> [Records supplied]:
+++++
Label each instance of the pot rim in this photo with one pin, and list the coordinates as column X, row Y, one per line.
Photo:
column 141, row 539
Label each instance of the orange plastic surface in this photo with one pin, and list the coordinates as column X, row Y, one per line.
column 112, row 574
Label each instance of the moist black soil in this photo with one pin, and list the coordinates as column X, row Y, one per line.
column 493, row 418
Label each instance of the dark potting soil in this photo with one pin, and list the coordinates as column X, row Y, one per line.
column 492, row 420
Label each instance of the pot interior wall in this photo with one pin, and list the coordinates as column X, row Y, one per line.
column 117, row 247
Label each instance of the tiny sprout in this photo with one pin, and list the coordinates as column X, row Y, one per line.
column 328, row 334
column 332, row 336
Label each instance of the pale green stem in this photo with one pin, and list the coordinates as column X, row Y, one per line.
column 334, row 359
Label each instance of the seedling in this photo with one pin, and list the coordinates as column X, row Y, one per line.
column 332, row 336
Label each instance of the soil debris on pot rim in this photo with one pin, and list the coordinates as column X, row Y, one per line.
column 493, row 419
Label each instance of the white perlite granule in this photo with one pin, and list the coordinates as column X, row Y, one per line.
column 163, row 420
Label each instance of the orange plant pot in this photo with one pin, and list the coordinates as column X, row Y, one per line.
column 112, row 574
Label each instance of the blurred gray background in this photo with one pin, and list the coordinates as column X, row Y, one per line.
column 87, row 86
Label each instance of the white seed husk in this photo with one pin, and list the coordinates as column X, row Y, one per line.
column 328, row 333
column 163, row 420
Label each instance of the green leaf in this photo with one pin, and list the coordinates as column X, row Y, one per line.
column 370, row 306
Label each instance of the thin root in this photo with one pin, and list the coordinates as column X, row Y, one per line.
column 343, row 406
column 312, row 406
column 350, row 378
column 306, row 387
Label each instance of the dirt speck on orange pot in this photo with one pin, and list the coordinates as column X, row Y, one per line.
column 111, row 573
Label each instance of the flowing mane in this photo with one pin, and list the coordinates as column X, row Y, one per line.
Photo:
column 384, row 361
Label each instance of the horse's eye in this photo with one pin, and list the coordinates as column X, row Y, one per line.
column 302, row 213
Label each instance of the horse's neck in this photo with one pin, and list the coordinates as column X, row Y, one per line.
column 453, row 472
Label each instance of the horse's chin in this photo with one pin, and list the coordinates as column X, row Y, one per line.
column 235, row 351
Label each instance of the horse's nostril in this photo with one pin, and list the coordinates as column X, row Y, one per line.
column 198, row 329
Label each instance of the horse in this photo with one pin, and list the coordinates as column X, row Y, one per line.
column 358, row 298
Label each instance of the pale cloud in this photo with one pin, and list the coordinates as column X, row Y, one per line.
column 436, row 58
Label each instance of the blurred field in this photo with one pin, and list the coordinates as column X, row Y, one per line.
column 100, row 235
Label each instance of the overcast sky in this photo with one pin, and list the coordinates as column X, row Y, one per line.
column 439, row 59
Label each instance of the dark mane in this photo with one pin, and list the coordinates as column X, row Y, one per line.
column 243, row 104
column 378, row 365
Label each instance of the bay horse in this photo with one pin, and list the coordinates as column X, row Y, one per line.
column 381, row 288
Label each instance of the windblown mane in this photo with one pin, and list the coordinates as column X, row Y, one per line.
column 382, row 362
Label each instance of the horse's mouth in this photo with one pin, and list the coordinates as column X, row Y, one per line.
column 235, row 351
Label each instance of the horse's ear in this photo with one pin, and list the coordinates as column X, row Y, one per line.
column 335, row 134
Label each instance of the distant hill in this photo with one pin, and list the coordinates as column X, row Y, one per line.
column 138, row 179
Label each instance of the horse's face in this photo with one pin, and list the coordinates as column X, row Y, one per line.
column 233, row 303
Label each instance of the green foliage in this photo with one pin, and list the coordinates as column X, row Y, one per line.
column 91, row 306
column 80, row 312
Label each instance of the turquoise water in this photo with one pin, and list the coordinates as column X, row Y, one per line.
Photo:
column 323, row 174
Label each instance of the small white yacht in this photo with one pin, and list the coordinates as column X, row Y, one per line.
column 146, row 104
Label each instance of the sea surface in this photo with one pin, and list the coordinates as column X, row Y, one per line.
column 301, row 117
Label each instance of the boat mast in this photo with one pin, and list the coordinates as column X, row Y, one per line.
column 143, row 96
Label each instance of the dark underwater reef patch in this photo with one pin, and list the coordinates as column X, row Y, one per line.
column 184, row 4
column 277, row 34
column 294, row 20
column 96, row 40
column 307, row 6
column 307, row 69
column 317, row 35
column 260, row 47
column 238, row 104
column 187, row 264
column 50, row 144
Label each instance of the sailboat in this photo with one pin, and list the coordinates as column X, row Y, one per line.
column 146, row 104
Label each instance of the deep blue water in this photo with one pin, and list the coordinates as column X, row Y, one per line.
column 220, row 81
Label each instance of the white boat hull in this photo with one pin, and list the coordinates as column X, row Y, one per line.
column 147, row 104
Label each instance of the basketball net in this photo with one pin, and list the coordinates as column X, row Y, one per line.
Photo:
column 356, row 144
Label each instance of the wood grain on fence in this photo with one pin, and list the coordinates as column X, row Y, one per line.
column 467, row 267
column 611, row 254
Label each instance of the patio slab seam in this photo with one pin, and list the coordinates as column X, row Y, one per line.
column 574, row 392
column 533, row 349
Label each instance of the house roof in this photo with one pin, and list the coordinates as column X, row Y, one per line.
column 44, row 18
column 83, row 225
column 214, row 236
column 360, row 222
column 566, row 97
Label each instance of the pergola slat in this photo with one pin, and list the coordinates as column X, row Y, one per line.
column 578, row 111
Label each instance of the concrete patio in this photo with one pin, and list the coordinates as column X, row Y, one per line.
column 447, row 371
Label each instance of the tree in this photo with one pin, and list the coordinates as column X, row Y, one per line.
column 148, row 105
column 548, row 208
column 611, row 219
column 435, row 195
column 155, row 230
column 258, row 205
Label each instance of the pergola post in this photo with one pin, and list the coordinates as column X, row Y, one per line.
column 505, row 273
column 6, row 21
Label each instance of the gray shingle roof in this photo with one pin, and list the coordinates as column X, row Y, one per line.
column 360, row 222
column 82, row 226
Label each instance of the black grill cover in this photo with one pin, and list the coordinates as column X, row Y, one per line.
+++++
Each line of the data must be set down again as it is.

Label each instance of the pot rim in this photo with one pin, and list the coordinates as column X, row Y, one per line.
Photo:
column 141, row 539
Label each instance of the orange plastic surface in this photo with one pin, and list the coordinates as column X, row Y, one per line.
column 112, row 574
Label each instance of the moist black soil in this photo with one pin, and list the coordinates as column X, row Y, one per line.
column 493, row 418
Label each instance of the dark potting soil in this photo with one pin, and list the coordinates as column X, row Y, one per line.
column 492, row 420
Label each instance of the pot interior wall in this photo with one pin, and list the coordinates as column X, row Y, one per line.
column 117, row 247
Label each instance of the tiny sprout in this photo with one pin, and list the coordinates as column X, row Y, one per line.
column 328, row 334
column 332, row 336
Label each instance of the pale green stem in this photo with one pin, and list the coordinates as column X, row Y, one per line.
column 334, row 359
Label each instance of the seedling in this photo with one pin, and list the coordinates as column X, row Y, one per line.
column 332, row 336
Label each instance of the soil debris on pot rim in this photo with one pin, and list the coordinates as column X, row Y, one per line.
column 493, row 419
Label each instance of the white perlite granule in this photo with one pin, and list the coordinates as column X, row Y, one per line.
column 163, row 420
Label each instance of the orange plant pot in this photo with one pin, and list the coordinates as column X, row Y, one per line.
column 112, row 574
Label each instance of the blurred gray background in this photo with one pin, and list the coordinates as column X, row Y, one per line.
column 87, row 86
Label each instance of the white seed husk in this photo with one pin, and list the coordinates as column X, row Y, one per line.
column 328, row 333
column 163, row 420
Label each instance of the green leaf in this photo with one pin, and list the coordinates as column X, row Y, one per line.
column 370, row 306
Label each instance of the thin root in this photo with one pin, and list the coordinates as column X, row Y, one per line.
column 343, row 406
column 312, row 406
column 350, row 378
column 306, row 387
Label each instance of the dirt speck on orange pot in this photo with one pin, and list the coordinates as column X, row Y, one per line.
column 111, row 573
Label each instance of the flowing mane in this photo with one pin, and list the coordinates as column X, row Y, one per line.
Photo:
column 384, row 361
Label each instance of the horse's eye in this photo with one pin, and list the coordinates as column X, row Y, one per line.
column 302, row 213
Label each instance of the horse's neck in this photo with one pin, and list the coordinates as column X, row Y, one per line.
column 453, row 472
Label each instance of the horse's chin in this photo with one pin, and list the coordinates as column X, row Y, one per line.
column 235, row 351
Label each instance of the horse's nostril in this photo with one pin, and list the coordinates as column X, row Y, one per line.
column 198, row 329
Label each instance of the horse in this photo with one pin, and list the coordinates as column X, row Y, one per line.
column 358, row 298
Label each instance of the pale cloud in this photo with one pin, and list the coordinates as column X, row Y, one per line.
column 436, row 58
Label each instance of the blurred field in this photo with one pin, and list the coordinates as column X, row Y, one per line.
column 100, row 235
Label each instance of the overcast sky in this photo with one pin, and list the coordinates as column X, row Y, one per line.
column 439, row 59
Label each instance of the dark mane in this photo with one pin, and list the coordinates as column X, row Y, one per line.
column 243, row 104
column 378, row 365
Label each instance of the bay horse in this photo with one pin, and list the coordinates as column X, row Y, one per line.
column 381, row 288
Label each instance of the windblown mane in this photo with one pin, and list the coordinates as column X, row Y, one per line.
column 382, row 362
Label each instance of the horse's mouth in this photo with one pin, and list the coordinates as column X, row Y, one per line.
column 235, row 351
Label each instance of the horse's ear in this photo with one pin, and list the coordinates as column X, row Y, one per line.
column 335, row 134
Label each instance of the distant hill in this photo with one pin, and list the coordinates as column X, row Y, one per line.
column 138, row 179
Label each instance of the horse's face in this photo with one pin, and list the coordinates as column X, row Y, one per line.
column 233, row 303
Label each instance of the green foliage in this photo with one pin, and list the coordinates as column X, row Y, one per line.
column 91, row 306
column 80, row 312
Label each instance of the turquoise water in this photo with one pin, and list the coordinates as column X, row Y, one per line.
Photo:
column 323, row 174
Label each instance of the small white yacht in this photo with one pin, and list the coordinates as column X, row Y, one per line.
column 146, row 104
Label each instance of the sea surface in this photo with one pin, and list the coordinates as column X, row Y, one per line.
column 301, row 117
Label each instance of the boat mast in this photo with one pin, and list the coordinates as column X, row Y, one per line.
column 143, row 96
Label each instance of the dark underwater reef patch in this photo with one pin, and list the coordinates as column X, row Y, one per line.
column 184, row 4
column 277, row 34
column 294, row 20
column 96, row 40
column 307, row 6
column 307, row 69
column 317, row 35
column 260, row 47
column 238, row 104
column 187, row 264
column 50, row 144
Label each instance of the sailboat in this photo with one pin, and list the coordinates as column X, row Y, one per line.
column 146, row 104
Label each instance of the deep blue water in this photo with one pin, and list the coordinates as column X, row Y, one per line.
column 220, row 81
Label each instance of the white boat hull in this photo with one pin, and list the coordinates as column X, row Y, one per line.
column 147, row 104
Label each instance of the basketball net in this photo with one pin, and list the coordinates as column X, row Y, one per line.
Photo:
column 356, row 144
Label each instance of the wood grain on fence in this photo with one pin, and list the coordinates as column X, row Y, one per line.
column 467, row 267
column 611, row 254
Label each instance of the patio slab seam in this photo with one pin, and list the coordinates as column X, row Y, one per line.
column 574, row 392
column 533, row 349
Label each instance of the house roof in this photo with one pin, and list the coordinates as column X, row Y, one per line.
column 44, row 18
column 83, row 225
column 214, row 236
column 360, row 222
column 566, row 97
Label each instance of the pergola slat in this photo with one pin, and list the coordinates as column X, row Y, one per line.
column 578, row 111
Label each instance of the concrete patio in this photo with one pin, and list the coordinates as column X, row Y, one per line.
column 447, row 371
Label each instance of the tree in this photo with one pin, and list the coordinates as column X, row Y, one per line.
column 148, row 105
column 548, row 208
column 611, row 219
column 435, row 195
column 155, row 230
column 258, row 205
Label each instance of the pergola post in this photo with one pin, and list the coordinates as column X, row Y, one per line.
column 505, row 273
column 6, row 21
Label each instance of the gray shingle roof in this photo with one pin, and list the coordinates as column X, row Y, one per line.
column 360, row 222
column 82, row 226
Label each instance of the black grill cover in this photo with one pin, and list the coordinates as column X, row Y, one per line.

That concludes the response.